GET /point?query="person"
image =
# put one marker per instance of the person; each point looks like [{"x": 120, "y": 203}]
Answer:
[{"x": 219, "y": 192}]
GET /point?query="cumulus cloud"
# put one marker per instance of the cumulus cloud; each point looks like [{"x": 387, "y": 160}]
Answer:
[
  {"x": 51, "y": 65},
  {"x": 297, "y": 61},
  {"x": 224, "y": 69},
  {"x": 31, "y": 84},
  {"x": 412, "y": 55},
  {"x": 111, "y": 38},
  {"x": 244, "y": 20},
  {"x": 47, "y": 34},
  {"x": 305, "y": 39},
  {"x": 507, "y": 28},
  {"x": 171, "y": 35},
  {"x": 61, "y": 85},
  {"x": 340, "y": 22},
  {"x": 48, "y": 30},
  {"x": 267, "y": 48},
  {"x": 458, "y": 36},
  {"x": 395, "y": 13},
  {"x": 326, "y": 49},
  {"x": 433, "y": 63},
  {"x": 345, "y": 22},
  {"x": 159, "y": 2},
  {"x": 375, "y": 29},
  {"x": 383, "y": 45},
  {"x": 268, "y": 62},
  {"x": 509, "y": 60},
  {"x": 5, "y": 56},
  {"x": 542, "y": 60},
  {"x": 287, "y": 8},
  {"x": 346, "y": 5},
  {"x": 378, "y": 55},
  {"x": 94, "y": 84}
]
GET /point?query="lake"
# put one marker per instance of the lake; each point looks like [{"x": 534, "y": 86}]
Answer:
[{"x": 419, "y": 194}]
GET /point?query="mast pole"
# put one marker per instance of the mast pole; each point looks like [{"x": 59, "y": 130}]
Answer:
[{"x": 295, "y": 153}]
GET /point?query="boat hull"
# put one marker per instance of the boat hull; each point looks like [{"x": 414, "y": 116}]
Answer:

----------------

> [GOAL] Copy out every item above line for line, with no changes to any character.

> [THE RESULT]
GET /point?query="person"
image =
# put one marker per instance of the person; each point looks like [{"x": 120, "y": 203}]
Answer:
[{"x": 219, "y": 192}]
GET /point?query="cumulus cloud"
# put one marker per instance of the cumulus cloud; each point looks like [{"x": 387, "y": 160}]
Answer:
[
  {"x": 51, "y": 65},
  {"x": 297, "y": 61},
  {"x": 224, "y": 69},
  {"x": 31, "y": 84},
  {"x": 412, "y": 55},
  {"x": 111, "y": 38},
  {"x": 244, "y": 20},
  {"x": 47, "y": 34},
  {"x": 305, "y": 39},
  {"x": 507, "y": 28},
  {"x": 171, "y": 35},
  {"x": 61, "y": 85},
  {"x": 340, "y": 22},
  {"x": 48, "y": 30},
  {"x": 267, "y": 48},
  {"x": 458, "y": 36},
  {"x": 395, "y": 13},
  {"x": 326, "y": 49},
  {"x": 433, "y": 63},
  {"x": 345, "y": 22},
  {"x": 159, "y": 2},
  {"x": 375, "y": 29},
  {"x": 383, "y": 45},
  {"x": 268, "y": 62},
  {"x": 509, "y": 60},
  {"x": 5, "y": 56},
  {"x": 542, "y": 60},
  {"x": 287, "y": 8},
  {"x": 346, "y": 5},
  {"x": 378, "y": 55},
  {"x": 94, "y": 84}
]
GET /point?query="lake"
# put one marker per instance of the lake; each point looks like [{"x": 534, "y": 86}]
Answer:
[{"x": 419, "y": 194}]
GET /point?query="mast pole"
# put one marker per instance of the mast pole; each point looks like [{"x": 59, "y": 130}]
Answer:
[{"x": 295, "y": 153}]
GET /point?query="boat hull"
# put one marker per instance of the boat hull; each point looks like [{"x": 414, "y": 116}]
Answer:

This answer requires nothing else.